◆ Set of tasks
**A)** In the Langster forum thread below, list each username shown in a post header, naming each one only once.
**B)** Translate this sentence from the Langster forum thread below into Spanish: "And brand new 2011 Langsters are still available at £400."

◆ Document excerpt
A brand new Specialized Langster 2012 is £500!!!


----------



## al-fresco (22 Nov 2011)

2old2care said:


> A brand new Specialized Langster 2012 is £500!!!


 
And brand new 2011 Langsters are still available at £400.


----------



## shoelaces (26 Nov 2011)

I've just changed the stem, handlebars and saddle. So now I'm absolutely loving it!
I've put a shorter stem and narrower handlebars and it all seems fairly nifty now, much more responsive. And, the new comfy Charge Spoon saddle tidy's everything up nicely


----------



## Rob3rt (27 Nov 2011)

Looks pretty classy to me, not my kind of bike, its a bit too sensible for me, but for what it is, looks better than most.

Re-Strap pedal straps?


----------



## shoelaces (27 Nov 2011)

> Re-Strap pedal straps?


 
Indeed, that is another addition of mine. I love them, easy to use with any shoe and your nearly as secure as using clipless pedals.


----------



## Rob3rt (27 Nov 2011)

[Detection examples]
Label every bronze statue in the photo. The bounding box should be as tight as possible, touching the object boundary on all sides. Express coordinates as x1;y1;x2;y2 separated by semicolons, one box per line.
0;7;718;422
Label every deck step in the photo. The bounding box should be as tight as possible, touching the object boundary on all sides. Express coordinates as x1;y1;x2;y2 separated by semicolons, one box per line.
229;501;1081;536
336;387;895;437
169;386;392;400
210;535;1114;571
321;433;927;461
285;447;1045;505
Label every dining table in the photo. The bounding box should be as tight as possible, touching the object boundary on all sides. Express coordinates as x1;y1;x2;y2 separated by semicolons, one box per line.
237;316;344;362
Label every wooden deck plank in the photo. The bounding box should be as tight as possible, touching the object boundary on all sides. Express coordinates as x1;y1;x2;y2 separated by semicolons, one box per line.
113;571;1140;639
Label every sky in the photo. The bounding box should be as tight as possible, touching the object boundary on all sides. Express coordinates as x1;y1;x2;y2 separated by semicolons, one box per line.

◆ Solutions for each task
**A)** al-fresco, shoelaces, Rob3rt

**B)** Y las Langster 2011 totalmente nuevas todavía están disponibles a 400 £.